GIVEN INFORMATION:
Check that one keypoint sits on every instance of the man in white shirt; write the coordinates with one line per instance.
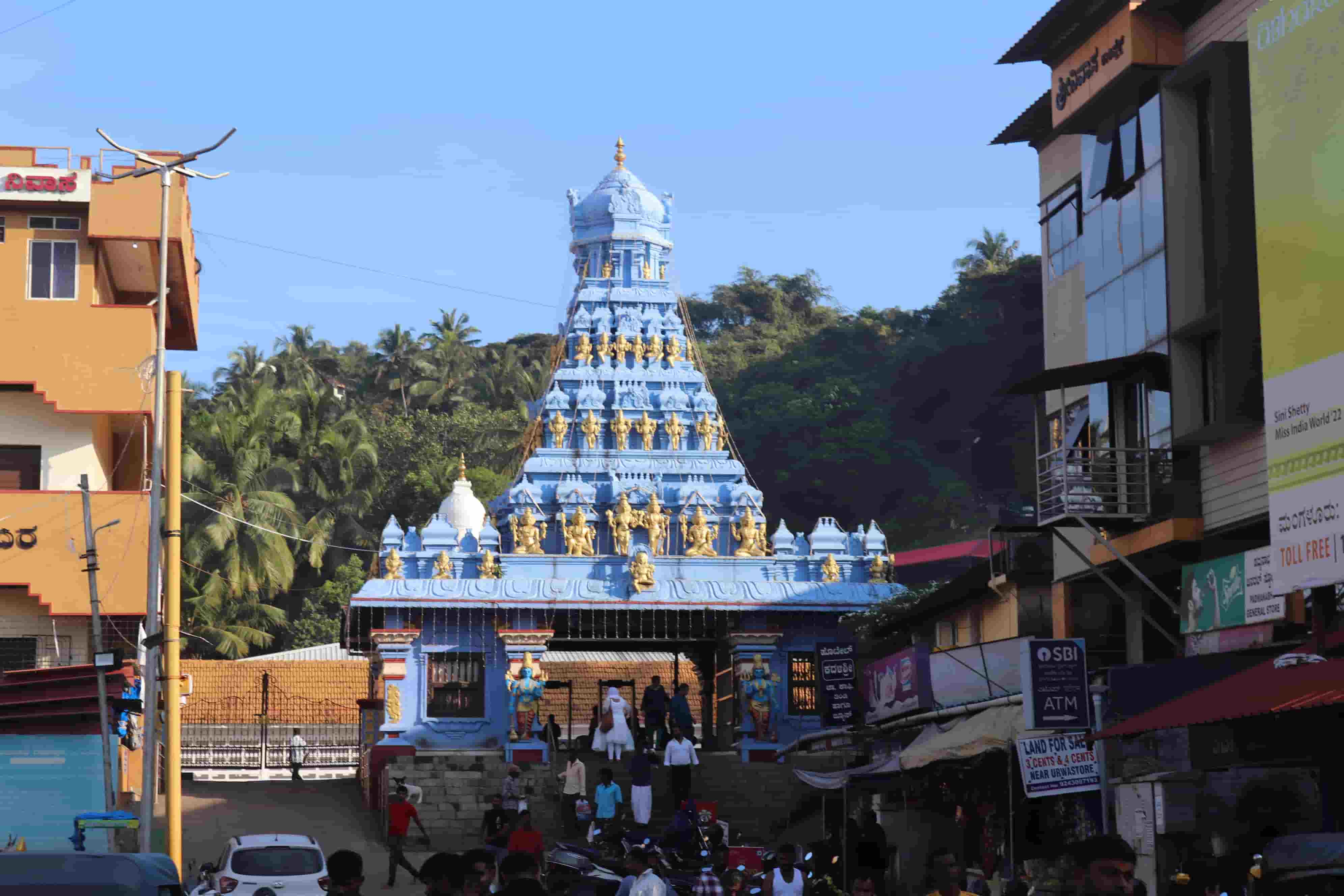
(646, 882)
(296, 755)
(679, 757)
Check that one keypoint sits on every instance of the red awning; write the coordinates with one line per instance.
(979, 549)
(1259, 691)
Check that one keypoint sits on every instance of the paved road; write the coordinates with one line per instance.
(330, 811)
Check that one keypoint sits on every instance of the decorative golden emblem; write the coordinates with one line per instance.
(527, 534)
(675, 432)
(830, 569)
(579, 535)
(621, 430)
(443, 566)
(393, 566)
(751, 535)
(699, 535)
(642, 573)
(592, 429)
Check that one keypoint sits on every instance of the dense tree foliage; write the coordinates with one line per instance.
(295, 460)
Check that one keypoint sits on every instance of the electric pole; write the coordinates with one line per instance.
(104, 722)
(166, 171)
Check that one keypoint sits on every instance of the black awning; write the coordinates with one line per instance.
(1031, 125)
(1152, 369)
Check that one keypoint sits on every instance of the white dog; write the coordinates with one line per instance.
(413, 793)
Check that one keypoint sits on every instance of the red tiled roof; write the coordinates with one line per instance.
(1259, 691)
(978, 549)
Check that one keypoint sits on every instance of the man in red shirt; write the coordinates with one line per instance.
(401, 813)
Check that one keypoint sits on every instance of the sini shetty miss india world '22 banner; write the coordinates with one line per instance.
(1297, 128)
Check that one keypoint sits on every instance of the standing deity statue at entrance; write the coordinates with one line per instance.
(699, 535)
(584, 351)
(579, 535)
(621, 522)
(560, 428)
(592, 429)
(647, 428)
(760, 691)
(525, 696)
(675, 432)
(621, 430)
(527, 534)
(659, 523)
(751, 535)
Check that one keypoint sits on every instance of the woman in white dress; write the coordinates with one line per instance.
(619, 738)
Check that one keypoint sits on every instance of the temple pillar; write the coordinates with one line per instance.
(745, 649)
(521, 647)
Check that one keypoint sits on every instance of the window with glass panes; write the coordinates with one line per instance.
(1125, 260)
(456, 684)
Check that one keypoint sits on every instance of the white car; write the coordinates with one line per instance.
(267, 866)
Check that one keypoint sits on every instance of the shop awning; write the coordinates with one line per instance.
(965, 738)
(1259, 691)
(838, 780)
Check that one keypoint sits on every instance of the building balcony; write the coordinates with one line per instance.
(41, 542)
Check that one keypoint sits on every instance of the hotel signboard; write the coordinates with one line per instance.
(1131, 38)
(1299, 153)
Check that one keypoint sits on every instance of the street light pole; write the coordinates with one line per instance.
(150, 673)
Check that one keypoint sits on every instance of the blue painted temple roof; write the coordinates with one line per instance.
(632, 495)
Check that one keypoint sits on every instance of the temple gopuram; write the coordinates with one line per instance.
(632, 524)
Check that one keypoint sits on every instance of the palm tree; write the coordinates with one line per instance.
(397, 361)
(991, 254)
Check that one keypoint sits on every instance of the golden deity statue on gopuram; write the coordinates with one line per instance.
(579, 535)
(699, 535)
(527, 534)
(751, 536)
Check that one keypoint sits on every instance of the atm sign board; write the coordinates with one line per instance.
(1054, 688)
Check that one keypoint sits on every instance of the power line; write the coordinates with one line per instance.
(37, 17)
(373, 271)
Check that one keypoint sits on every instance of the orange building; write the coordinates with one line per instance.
(79, 277)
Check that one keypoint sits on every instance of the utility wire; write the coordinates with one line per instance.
(374, 271)
(37, 17)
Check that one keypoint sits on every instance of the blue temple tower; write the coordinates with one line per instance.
(631, 521)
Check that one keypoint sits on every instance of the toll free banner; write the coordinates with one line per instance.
(1061, 765)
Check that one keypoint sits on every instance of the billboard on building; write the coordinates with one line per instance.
(1230, 592)
(1299, 152)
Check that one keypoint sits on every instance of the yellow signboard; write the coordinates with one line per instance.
(1297, 125)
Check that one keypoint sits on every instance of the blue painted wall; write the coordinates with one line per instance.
(45, 782)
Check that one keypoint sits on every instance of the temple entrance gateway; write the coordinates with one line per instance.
(631, 527)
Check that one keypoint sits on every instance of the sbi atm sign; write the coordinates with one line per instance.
(1054, 687)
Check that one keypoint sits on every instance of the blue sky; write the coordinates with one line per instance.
(437, 142)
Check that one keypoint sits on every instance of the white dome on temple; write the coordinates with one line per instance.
(461, 507)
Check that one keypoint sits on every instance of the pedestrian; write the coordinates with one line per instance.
(682, 712)
(619, 737)
(511, 790)
(655, 708)
(679, 757)
(608, 796)
(646, 882)
(401, 813)
(785, 880)
(296, 755)
(526, 839)
(497, 827)
(346, 872)
(944, 874)
(1104, 866)
(576, 788)
(642, 782)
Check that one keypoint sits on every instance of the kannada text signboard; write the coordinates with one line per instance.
(837, 679)
(1054, 687)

EXERCISE INSTRUCTIONS: Repeat the listing above exactly, with no pictures.

SOLVED PROBLEM:
Check that one keypoint sits on every instance of the man in white shirt; write the coordinates with one line per instance.
(646, 882)
(296, 755)
(679, 757)
Check that one keypoint sits on every instance of the red awning; write the coordinates with one line per instance.
(979, 549)
(1259, 691)
Check that one keypoint sits on every instance of the paved road; write the coordinates with one line per instance.
(330, 811)
Check that one keypoint sits on every instance of the decorative golden emblem; write the coordinates with one line per instance.
(527, 534)
(675, 432)
(830, 569)
(579, 535)
(621, 430)
(443, 566)
(393, 566)
(751, 535)
(699, 535)
(642, 573)
(592, 429)
Check that one keypoint sits on every instance of the dense tree foliage; write the coordinates with one line per instance.
(295, 460)
Check that one keypoint sits on every instance of the electric pole; write the coordinates with one line per instance.
(104, 722)
(166, 171)
Check that one keypoint sits on every instance of the black awning; write the coordinates with one line per instance.
(1031, 125)
(1152, 369)
Check that one keypoint sits on every instance of the white dog; write the coordinates with one line per instance.
(413, 793)
Check that one keypoint sits on every instance of the red tiled roof; write the coordinates with one line per instance.
(1259, 691)
(978, 549)
Check that one keypoint sits on every instance of the man in red shirt; write the coordinates with one line per instance.
(401, 813)
Check that one keypoint sits on every instance of the sini shetty miss india world '22 banner; write the coordinates with one line per instance.
(1297, 128)
Check that one keypoint sits on every instance of the standing deity statue at entrance; write the coordinates with one line per instance.
(699, 535)
(584, 351)
(579, 535)
(621, 522)
(560, 428)
(592, 429)
(647, 428)
(760, 691)
(525, 696)
(675, 432)
(621, 430)
(527, 534)
(659, 523)
(751, 535)
Check that one keypoint sits on every instance of the woman in white dress; write the coordinates with one line per instance.
(619, 738)
Check that one keypoint sits on every instance of the temple pillar; write the coordinates with one line per instance.
(745, 649)
(521, 647)
Check that one keypoint sits on every instance of the window with glass panes; write the coordinates with one line per instance.
(1125, 260)
(456, 684)
Check that one keypoint sits on every instance of the white car; write the coordinates with one line per instance.
(267, 866)
Check that one keypoint sits on every instance of the shop awning; write the coordinates with one line per instance.
(965, 738)
(1259, 691)
(838, 780)
Check that one keypoint sits on every instance of the building balcony; write the coordinates with one line per instance.
(41, 542)
Check that one keypoint sits on every instance of the hotel signboard; write the coordinates with one line per instance.
(1131, 38)
(1299, 153)
Check that one keypoint sits on every instance of the street light pole; write the coordinates with one line per instance.
(150, 673)
Check that one keypoint sits on every instance of the blue painted temple roof; write the coordinates with one line per instance.
(632, 495)
Check that one keypoint sits on every instance of the temple gopuram; write the coordinates with one line per instance.
(632, 524)
Check that one keypoint sits on every instance of the palm tree; write the coordinates with one line per instance.
(397, 361)
(991, 254)
Check that one keypoint sits on every instance of the golden deity statue on gopuram; write the coordinates with one line per instance.
(579, 535)
(699, 535)
(527, 534)
(751, 536)
Check that one keypoint sits on every instance of the atm sign board; write the coordinates with one line per instance.
(1054, 688)
Check that one keypoint sits on every instance of the power line; write the coordinates with one line per instance.
(37, 17)
(373, 271)
Check that one keypoint sits on every instance of the orange building; write the coordinates with one line per instance.
(79, 277)
Check that one keypoint sits on every instance of the utility wire; write the coordinates with one line per instance.
(374, 271)
(37, 17)
Check that one keypoint sits on every instance of the blue temple tower; write the coordinates with one line per instance.
(631, 521)
Check that one keypoint sits on every instance of the toll free banner; write the coordinates with one line per instance.
(1061, 765)
Check that one keypoint sits on every instance of the billboard on building; write the coordinates with one line per instance.
(1230, 592)
(1299, 152)
Check that one keypoint sits on every instance of the yellow signboard; write the coordinates with one line per instance.
(1297, 125)
Check that one keypoint sits on every instance of the blue painted wall; write the coordinates with one line per instance.
(45, 782)
Check that one keypoint sits on every instance of the temple entrance gateway; write the coordinates with one line per instance.
(631, 527)
Check that one keypoint sits on every instance of the sbi atm sign; write the coordinates with one line per instance.
(1054, 687)
Check that one keypoint sits on every instance of the blue sky; write the coordinates with one line per instance.
(437, 142)
Check that one keypoint sits on every instance of the white dome on temple; write the coordinates with one line per instance.
(461, 507)
Check that one keypoint sits on every instance of the pedestrian; write the coordinates with one line per instance.
(682, 712)
(619, 737)
(511, 790)
(655, 708)
(679, 757)
(608, 796)
(646, 882)
(401, 813)
(785, 880)
(296, 755)
(526, 839)
(497, 827)
(346, 872)
(944, 874)
(1104, 866)
(576, 788)
(642, 782)
Check that one keypoint sits on every instance of the kannada text signboard; write the coordinates with one line per instance.
(837, 679)
(1054, 687)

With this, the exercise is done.